▶ What you will do
Copy out the rows below word for word, everything from the very first line down to the line containing "top-left (368, 364), bottom-right (430, 518)", with that line included.

Begin Dataset

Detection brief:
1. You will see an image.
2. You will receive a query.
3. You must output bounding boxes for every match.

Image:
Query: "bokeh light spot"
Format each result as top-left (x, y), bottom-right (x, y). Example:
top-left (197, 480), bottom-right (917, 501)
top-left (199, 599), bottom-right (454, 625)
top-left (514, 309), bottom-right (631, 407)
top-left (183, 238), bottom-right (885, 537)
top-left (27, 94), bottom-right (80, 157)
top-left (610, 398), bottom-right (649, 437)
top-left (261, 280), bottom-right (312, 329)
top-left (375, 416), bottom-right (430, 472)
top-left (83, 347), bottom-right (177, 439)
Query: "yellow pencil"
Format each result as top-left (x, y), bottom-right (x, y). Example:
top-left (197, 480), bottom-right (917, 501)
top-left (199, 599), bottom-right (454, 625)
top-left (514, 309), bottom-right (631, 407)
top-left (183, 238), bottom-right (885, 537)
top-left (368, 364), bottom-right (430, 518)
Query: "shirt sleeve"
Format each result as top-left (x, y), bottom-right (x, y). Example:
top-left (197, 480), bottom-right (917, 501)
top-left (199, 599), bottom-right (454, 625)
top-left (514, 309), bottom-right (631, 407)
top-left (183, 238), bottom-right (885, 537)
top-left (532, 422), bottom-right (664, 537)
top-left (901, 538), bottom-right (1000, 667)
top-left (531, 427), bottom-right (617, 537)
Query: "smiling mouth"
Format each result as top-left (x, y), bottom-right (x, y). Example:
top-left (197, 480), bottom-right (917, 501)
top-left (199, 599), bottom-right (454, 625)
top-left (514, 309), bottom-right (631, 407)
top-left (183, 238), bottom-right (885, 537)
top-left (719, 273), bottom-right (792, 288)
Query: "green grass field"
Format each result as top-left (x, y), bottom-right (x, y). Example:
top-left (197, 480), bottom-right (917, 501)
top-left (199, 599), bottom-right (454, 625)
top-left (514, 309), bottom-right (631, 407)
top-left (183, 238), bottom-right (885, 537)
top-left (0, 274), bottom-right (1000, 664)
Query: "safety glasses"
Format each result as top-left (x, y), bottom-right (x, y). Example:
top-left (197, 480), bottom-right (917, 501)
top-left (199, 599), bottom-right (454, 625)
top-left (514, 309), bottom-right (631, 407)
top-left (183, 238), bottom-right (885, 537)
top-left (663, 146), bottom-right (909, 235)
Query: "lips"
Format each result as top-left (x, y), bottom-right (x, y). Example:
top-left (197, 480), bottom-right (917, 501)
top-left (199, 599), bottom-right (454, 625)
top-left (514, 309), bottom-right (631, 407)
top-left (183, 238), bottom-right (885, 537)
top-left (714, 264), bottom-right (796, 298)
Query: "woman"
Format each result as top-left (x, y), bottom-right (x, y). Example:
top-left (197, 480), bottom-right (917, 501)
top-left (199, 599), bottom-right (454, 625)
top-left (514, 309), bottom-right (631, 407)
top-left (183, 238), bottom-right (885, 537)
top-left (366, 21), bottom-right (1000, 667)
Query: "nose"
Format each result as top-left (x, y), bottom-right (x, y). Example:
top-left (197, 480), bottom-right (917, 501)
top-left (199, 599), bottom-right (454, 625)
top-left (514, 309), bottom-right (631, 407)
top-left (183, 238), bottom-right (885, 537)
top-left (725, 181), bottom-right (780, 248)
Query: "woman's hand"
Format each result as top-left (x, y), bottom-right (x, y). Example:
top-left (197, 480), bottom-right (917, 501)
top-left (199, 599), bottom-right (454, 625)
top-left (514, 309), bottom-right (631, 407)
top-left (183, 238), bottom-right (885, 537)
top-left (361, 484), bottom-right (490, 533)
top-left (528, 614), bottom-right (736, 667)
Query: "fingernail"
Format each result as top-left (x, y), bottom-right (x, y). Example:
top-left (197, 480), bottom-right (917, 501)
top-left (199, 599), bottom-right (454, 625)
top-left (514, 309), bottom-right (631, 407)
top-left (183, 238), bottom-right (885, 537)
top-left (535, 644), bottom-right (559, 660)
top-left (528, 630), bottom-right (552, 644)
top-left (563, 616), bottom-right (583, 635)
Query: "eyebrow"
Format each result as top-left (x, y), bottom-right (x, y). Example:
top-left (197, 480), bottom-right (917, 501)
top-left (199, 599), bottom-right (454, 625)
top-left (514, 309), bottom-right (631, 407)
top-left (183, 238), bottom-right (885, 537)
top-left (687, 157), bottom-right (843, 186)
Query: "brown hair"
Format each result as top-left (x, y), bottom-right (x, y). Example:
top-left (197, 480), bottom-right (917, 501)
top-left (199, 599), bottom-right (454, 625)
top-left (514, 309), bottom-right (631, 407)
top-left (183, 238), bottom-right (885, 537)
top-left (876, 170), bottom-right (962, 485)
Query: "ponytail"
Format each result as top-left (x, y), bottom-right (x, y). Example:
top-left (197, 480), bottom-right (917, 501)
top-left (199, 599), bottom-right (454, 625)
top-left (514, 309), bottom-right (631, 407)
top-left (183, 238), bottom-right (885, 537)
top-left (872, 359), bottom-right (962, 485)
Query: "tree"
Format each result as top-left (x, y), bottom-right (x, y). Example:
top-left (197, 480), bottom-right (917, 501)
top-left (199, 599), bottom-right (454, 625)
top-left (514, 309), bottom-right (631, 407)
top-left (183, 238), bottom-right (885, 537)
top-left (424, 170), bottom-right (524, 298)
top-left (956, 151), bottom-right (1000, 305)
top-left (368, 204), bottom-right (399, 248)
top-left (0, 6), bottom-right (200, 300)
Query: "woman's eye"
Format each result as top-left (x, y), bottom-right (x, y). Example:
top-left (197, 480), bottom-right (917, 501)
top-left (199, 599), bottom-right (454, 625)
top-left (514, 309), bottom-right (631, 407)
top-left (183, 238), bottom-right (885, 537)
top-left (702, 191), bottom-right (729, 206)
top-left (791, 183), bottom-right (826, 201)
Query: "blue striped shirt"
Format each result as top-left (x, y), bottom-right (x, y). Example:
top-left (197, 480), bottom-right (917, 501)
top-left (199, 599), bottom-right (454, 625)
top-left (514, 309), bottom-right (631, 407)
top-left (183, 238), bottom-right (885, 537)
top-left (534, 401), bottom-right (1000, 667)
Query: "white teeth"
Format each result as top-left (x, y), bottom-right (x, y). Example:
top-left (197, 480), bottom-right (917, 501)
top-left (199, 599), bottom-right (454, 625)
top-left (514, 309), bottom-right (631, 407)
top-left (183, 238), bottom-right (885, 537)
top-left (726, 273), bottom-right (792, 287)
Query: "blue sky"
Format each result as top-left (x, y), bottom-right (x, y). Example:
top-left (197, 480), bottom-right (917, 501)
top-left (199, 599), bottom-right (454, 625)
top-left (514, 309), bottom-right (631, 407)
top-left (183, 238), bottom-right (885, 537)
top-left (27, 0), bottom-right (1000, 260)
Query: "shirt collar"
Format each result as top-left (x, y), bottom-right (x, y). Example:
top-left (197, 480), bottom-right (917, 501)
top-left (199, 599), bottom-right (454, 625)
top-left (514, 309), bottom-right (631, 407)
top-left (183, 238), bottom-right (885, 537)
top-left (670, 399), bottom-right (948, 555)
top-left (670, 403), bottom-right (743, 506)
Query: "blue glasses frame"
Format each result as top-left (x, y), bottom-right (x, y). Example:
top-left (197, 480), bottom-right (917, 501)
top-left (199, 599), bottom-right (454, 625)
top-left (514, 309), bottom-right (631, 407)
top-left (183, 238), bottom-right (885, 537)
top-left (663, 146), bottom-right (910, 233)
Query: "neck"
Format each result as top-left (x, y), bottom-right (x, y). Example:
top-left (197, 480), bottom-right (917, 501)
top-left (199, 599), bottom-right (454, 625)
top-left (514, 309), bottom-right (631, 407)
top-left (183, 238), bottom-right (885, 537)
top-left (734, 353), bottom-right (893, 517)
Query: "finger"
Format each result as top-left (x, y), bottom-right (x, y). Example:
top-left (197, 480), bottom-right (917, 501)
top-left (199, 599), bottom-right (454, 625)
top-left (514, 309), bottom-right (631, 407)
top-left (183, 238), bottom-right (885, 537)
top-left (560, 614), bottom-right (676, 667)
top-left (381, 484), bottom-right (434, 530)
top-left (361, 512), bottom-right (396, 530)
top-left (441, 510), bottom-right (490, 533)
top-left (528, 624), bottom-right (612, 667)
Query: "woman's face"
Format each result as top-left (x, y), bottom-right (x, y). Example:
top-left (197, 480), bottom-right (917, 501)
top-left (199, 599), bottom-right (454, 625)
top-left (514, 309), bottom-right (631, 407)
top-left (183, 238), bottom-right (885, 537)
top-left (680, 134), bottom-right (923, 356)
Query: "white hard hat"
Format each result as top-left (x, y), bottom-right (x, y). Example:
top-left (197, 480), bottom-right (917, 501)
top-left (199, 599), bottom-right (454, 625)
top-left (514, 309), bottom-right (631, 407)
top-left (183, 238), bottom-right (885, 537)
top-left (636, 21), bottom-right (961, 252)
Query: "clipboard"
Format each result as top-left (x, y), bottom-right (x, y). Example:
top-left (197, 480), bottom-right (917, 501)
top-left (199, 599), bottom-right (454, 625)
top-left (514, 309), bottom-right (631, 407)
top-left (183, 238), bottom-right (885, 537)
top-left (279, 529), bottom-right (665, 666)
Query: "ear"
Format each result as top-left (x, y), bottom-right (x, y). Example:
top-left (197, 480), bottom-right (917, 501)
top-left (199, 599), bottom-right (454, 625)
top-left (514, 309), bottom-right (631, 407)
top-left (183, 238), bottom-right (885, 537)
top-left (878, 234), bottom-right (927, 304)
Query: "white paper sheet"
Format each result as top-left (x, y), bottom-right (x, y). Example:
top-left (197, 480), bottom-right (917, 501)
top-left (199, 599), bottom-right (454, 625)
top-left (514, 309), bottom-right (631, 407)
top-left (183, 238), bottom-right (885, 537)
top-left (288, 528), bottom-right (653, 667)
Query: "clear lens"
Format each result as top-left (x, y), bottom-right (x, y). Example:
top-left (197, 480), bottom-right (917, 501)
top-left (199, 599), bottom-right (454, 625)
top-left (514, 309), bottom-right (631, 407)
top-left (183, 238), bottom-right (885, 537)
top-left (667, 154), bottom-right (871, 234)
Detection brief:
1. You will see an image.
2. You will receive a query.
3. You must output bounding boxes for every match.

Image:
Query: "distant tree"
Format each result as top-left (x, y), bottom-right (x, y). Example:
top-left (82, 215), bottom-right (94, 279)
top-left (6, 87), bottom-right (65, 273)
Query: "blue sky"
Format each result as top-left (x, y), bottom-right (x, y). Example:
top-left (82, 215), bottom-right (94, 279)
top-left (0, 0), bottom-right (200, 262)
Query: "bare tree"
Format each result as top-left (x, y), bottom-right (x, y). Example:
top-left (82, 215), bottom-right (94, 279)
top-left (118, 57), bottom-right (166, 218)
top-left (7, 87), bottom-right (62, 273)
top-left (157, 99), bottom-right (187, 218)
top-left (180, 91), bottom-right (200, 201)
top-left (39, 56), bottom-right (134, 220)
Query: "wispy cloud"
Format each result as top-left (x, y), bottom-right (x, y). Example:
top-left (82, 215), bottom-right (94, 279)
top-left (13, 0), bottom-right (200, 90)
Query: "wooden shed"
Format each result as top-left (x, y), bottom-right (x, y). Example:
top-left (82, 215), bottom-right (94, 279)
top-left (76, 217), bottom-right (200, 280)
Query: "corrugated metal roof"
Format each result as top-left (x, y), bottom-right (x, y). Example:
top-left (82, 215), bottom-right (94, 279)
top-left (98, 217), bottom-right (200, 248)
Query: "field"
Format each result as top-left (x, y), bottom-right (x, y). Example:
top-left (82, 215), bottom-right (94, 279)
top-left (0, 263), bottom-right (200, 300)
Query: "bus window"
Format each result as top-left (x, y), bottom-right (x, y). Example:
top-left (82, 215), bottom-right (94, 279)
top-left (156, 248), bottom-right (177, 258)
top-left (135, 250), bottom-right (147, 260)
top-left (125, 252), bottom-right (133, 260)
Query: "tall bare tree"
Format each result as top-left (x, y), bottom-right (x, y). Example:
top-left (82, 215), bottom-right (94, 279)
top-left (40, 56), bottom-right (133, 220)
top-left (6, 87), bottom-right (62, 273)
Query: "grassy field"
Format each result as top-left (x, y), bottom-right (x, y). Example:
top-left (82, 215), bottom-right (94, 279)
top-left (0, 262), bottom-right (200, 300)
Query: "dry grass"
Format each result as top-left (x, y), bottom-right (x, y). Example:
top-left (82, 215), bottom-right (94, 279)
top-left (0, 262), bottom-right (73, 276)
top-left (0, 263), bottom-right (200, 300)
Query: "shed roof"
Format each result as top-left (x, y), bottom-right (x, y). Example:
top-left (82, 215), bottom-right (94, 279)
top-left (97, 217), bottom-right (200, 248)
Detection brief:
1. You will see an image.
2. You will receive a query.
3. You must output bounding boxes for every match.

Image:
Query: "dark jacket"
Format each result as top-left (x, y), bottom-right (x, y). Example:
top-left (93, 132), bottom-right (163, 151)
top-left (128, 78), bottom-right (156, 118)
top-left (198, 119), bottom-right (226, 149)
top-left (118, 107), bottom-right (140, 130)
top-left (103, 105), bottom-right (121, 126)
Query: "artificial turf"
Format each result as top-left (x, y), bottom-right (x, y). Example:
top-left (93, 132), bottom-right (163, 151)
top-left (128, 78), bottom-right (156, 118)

End Dataset

▶ Worked answer
Detection brief:
1. You will see an image.
2. You will receive a query.
3. You must output bounding boxes for every match.

Image:
Query: "bokeh light spot"
Format each result as top-left (x, y), bottom-right (x, y). Example:
top-left (197, 480), bottom-right (917, 501)
top-left (199, 599), bottom-right (454, 625)
top-left (514, 309), bottom-right (631, 407)
top-left (183, 238), bottom-right (885, 537)
top-left (27, 94), bottom-right (80, 157)
top-left (610, 398), bottom-right (649, 437)
top-left (261, 280), bottom-right (312, 329)
top-left (375, 416), bottom-right (430, 472)
top-left (83, 347), bottom-right (177, 439)
Query: "yellow pencil"
Format each result as top-left (x, y), bottom-right (x, y). Example:
top-left (197, 480), bottom-right (917, 501)
top-left (199, 599), bottom-right (454, 625)
top-left (514, 309), bottom-right (631, 407)
top-left (183, 238), bottom-right (885, 537)
top-left (368, 364), bottom-right (430, 518)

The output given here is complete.